***** EXERCISE DATA *****

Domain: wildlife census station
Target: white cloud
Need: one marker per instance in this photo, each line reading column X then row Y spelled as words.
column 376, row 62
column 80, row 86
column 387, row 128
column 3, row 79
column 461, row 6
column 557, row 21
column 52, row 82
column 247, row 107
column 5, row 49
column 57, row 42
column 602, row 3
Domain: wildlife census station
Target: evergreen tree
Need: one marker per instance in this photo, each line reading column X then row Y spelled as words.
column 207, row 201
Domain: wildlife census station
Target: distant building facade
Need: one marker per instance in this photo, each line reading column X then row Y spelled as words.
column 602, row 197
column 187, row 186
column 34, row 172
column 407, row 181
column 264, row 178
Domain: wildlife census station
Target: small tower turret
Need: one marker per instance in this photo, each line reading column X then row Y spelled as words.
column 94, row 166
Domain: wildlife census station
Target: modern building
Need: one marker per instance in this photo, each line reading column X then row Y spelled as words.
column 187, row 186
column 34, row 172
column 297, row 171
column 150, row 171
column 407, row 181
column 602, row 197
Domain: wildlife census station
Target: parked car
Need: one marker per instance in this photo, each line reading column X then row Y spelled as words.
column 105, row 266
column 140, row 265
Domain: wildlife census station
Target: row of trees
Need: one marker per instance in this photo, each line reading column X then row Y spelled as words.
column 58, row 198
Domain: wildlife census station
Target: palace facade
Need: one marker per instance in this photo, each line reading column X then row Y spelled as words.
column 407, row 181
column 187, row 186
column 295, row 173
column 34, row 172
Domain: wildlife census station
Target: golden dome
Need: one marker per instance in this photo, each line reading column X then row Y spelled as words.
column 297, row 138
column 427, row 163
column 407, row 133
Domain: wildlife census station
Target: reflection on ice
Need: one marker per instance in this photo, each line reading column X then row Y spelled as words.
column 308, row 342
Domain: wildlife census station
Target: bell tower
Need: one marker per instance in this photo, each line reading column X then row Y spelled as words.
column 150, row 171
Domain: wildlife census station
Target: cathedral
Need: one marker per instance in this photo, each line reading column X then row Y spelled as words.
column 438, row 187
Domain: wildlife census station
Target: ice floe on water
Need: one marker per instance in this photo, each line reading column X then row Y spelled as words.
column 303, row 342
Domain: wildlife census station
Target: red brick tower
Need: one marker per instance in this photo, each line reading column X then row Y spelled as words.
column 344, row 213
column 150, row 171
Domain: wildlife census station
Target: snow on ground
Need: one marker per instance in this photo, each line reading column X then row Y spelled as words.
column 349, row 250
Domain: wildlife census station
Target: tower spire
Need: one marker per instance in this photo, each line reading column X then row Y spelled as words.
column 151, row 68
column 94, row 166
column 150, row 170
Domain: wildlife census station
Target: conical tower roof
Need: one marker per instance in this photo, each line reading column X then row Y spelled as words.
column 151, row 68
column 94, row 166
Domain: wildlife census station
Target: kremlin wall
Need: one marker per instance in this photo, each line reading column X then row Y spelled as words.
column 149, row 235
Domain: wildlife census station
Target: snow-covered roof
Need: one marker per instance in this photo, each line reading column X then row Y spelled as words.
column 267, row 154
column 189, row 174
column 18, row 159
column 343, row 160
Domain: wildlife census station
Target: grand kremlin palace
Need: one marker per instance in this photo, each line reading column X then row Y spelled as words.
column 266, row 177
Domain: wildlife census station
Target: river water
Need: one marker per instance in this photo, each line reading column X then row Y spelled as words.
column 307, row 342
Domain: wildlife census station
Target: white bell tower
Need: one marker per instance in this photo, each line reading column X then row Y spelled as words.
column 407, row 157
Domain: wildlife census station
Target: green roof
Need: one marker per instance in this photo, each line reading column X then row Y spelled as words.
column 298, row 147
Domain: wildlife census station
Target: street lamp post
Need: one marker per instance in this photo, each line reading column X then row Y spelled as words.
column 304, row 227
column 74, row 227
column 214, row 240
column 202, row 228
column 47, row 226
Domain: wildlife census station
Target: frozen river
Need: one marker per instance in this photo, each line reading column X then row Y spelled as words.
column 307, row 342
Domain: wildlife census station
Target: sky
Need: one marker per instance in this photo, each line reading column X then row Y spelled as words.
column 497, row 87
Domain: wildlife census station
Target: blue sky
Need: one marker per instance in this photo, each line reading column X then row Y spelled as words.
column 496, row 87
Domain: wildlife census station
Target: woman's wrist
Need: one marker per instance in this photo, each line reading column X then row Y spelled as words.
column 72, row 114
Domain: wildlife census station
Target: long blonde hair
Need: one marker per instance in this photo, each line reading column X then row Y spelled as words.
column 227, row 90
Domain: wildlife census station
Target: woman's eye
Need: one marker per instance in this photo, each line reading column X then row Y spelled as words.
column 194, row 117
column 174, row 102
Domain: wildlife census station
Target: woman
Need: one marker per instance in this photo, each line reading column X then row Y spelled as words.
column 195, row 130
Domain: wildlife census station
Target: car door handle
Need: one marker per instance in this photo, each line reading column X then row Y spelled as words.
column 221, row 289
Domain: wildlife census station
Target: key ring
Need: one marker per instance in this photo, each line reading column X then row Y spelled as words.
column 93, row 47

*****

TASK -
Restate each record word for word.

EXERCISE RESULT -
Domain: wildlife census station
Target: white cloud
Need: one marker per instance in this photo, each line reading column X then row Y spelled as words.
column 376, row 62
column 80, row 86
column 387, row 128
column 3, row 79
column 461, row 6
column 557, row 21
column 52, row 82
column 247, row 107
column 5, row 49
column 57, row 42
column 602, row 3
Domain: wildlife census station
Target: evergreen tree
Need: one marker per instance in this photo, each line reading column X then row Y spelled as words.
column 207, row 201
Domain: wildlife census station
Target: distant building facade
Need: one marker per instance in this photo, each line reading column X then row Y spelled as words.
column 602, row 197
column 187, row 186
column 34, row 172
column 407, row 181
column 264, row 178
Domain: wildlife census station
Target: small tower turret
Need: one marker per instance in this photo, each line reading column X then row Y spelled as words.
column 94, row 166
Domain: wildlife census station
Target: modern building
Need: one marker per instance in this photo, each line reading column X then row Y spelled as words.
column 187, row 186
column 34, row 172
column 297, row 171
column 150, row 171
column 407, row 181
column 602, row 197
Domain: wildlife census station
Target: parked car
Need: one marker per instance in this photo, each line reading column X then row Y spelled as words.
column 105, row 266
column 140, row 265
Domain: wildlife census station
Target: row of trees
Need: one marker per instance in this photo, each line reading column X then row Y spelled as words.
column 58, row 198
Domain: wildlife census station
Target: palace facade
Need: one marker per instance in this photo, each line reading column X then row Y spelled as words.
column 407, row 181
column 187, row 186
column 295, row 173
column 34, row 172
Domain: wildlife census station
Target: golden dome
Need: one marker per instance in this photo, each line reading column X then row Y spelled as words.
column 297, row 138
column 427, row 163
column 407, row 133
Domain: wildlife census station
Target: reflection on ice
Need: one marker per instance in this photo, each line reading column X then row Y spelled as words.
column 308, row 342
Domain: wildlife census station
Target: bell tower
Need: one marker per instance in this photo, each line reading column X then row Y spelled as words.
column 150, row 171
Domain: wildlife census station
Target: cathedral
Need: one marker per instance in this photo, each line reading column X then row Y spelled as words.
column 438, row 187
Domain: wildlife census station
Target: ice floe on water
Need: one marker per instance in this photo, each line reading column X then row Y spelled as words.
column 303, row 342
Domain: wildlife census station
Target: red brick tower
Need: one marker per instance in this photo, each line reading column X then row Y spelled as words.
column 344, row 213
column 150, row 171
Domain: wildlife census station
Target: snow on ground
Need: one marker per instance in this photo, each line reading column X then row Y spelled as words.
column 349, row 250
Domain: wildlife census station
Target: tower spire
Need: one marker per instance in this photo, each line reading column X then row Y spelled as words.
column 151, row 68
column 94, row 166
column 150, row 170
Domain: wildlife census station
Target: conical tower roof
Need: one marker per instance in this photo, each line reading column X then row Y spelled as words.
column 151, row 68
column 94, row 166
Domain: wildlife census station
Target: kremlin wall
Need: one marker per instance in this photo, each line reading column X then row Y spelled as words.
column 149, row 235
Domain: wildlife census station
Target: snow-covered roof
Need: one marker per instance in this photo, each line reading column X then row Y spelled as words.
column 267, row 154
column 189, row 174
column 18, row 159
column 343, row 160
Domain: wildlife census station
Target: grand kremlin palace
Need: one marker per instance in this photo, each line reading column X then row Y spelled as words.
column 266, row 177
Domain: wildlife census station
Target: river water
Need: one marker per instance in this photo, each line reading column X then row Y spelled as words.
column 307, row 342
Domain: wildlife census station
Target: white bell tower
Need: one marker per instance in this photo, each line reading column X then row Y spelled as words.
column 407, row 157
Domain: wildlife census station
Target: green roof
Need: one marker per instance in this photo, each line reading column X then row Y spelled as words.
column 298, row 147
Domain: wildlife census station
Target: street lamp post
Need: one marker per instance in this photo, each line reading column X then row Y spelled as words.
column 304, row 227
column 74, row 227
column 214, row 240
column 202, row 228
column 47, row 226
Domain: wildlife census station
Target: frozen river
Need: one marker per instance in this photo, each line reading column X then row Y spelled as words.
column 307, row 342
Domain: wildlife census station
Target: sky
Need: one marker per instance in this photo, each line reading column X then row Y spelled as words.
column 497, row 87
Domain: wildlife census station
Target: blue sky
Need: one marker per instance in this photo, each line reading column X then row Y spelled as words.
column 496, row 87
Domain: wildlife census station
Target: woman's wrist
Need: one marker per instance in this photo, each line reading column X then row Y spelled as words.
column 72, row 114
Domain: wildlife census station
Target: long blonde hair
Need: one marker per instance in this photo, each line reading column X then row Y spelled as words.
column 227, row 90
Domain: wildlife census station
Target: woman's eye
Need: one marker per instance in this photo, each line reading column X then row Y spelled as words.
column 194, row 117
column 174, row 102
Domain: wildlife census station
Target: woman
Need: one marker per instance in this photo, each line reading column X then row Y spelled as words.
column 195, row 130
Domain: wildlife census station
Target: car door handle
Need: one marker per instance in this photo, each line reading column X then row Y spelled as words.
column 221, row 289
Domain: wildlife census station
Target: key ring
Need: one marker per instance in this photo, each line reading column X then row Y spelled as words.
column 93, row 47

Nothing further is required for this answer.